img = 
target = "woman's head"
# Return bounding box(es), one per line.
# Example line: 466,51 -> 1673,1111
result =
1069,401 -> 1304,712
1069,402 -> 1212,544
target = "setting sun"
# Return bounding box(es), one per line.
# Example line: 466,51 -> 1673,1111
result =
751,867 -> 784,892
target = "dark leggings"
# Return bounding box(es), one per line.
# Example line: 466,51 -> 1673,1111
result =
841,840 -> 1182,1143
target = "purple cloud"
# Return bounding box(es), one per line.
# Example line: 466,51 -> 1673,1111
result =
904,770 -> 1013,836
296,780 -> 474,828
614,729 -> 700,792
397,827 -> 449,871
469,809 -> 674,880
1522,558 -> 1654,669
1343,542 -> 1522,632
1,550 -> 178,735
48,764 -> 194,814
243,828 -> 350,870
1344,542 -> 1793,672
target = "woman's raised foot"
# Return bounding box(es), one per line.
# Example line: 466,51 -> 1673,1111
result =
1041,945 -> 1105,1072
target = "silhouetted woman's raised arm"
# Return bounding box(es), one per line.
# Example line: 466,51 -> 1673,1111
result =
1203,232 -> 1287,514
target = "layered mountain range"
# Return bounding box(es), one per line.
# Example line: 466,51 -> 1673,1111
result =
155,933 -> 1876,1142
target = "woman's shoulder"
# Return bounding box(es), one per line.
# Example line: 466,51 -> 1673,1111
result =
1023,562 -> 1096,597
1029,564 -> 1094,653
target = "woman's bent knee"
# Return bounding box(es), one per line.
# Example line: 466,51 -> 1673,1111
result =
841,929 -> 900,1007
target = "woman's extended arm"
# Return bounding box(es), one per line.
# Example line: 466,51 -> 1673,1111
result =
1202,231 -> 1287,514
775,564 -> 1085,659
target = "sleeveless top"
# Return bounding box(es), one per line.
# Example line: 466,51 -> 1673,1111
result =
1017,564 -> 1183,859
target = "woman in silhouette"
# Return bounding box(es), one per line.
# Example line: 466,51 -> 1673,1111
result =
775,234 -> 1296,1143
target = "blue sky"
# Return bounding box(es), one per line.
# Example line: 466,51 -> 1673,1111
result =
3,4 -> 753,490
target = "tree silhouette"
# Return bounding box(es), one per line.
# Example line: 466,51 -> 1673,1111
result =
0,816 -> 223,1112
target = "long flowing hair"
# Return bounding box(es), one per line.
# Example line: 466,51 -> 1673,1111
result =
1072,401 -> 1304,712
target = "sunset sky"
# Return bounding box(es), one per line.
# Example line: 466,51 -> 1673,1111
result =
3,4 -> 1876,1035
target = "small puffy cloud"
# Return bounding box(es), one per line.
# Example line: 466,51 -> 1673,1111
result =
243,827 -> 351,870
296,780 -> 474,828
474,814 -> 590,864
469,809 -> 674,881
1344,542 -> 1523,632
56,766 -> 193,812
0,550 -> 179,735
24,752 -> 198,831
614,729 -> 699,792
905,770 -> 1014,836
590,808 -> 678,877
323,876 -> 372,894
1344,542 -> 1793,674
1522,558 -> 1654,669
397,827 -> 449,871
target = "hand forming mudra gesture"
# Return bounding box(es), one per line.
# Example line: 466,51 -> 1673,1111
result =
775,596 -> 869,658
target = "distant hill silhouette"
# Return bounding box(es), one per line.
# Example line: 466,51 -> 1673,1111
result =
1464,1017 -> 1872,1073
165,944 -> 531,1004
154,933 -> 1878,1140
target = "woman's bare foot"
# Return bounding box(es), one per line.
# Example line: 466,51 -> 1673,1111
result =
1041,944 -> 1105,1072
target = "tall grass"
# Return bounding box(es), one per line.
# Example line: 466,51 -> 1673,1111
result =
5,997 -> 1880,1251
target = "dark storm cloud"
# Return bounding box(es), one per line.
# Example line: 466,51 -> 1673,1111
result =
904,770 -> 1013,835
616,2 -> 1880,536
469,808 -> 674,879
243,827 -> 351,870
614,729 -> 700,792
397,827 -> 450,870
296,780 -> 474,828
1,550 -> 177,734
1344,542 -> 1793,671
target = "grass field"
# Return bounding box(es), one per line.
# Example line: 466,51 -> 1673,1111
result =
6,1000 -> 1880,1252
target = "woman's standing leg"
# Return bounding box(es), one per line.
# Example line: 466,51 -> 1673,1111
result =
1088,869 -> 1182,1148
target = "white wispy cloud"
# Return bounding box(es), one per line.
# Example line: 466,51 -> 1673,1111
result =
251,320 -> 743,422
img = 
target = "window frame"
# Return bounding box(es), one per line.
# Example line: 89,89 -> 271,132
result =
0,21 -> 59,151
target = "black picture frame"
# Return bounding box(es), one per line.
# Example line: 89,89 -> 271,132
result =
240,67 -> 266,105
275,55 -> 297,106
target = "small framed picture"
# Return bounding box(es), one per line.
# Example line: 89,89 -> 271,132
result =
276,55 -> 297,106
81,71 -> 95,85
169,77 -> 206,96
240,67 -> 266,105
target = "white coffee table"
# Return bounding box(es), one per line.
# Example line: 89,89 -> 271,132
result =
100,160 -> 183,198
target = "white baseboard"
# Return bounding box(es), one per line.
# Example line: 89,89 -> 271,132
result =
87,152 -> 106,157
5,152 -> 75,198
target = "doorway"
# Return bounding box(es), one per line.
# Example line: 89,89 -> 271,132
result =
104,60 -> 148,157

=-=-=

Within the data, tally each line containing the string "picture". Answer with the number by itself.

2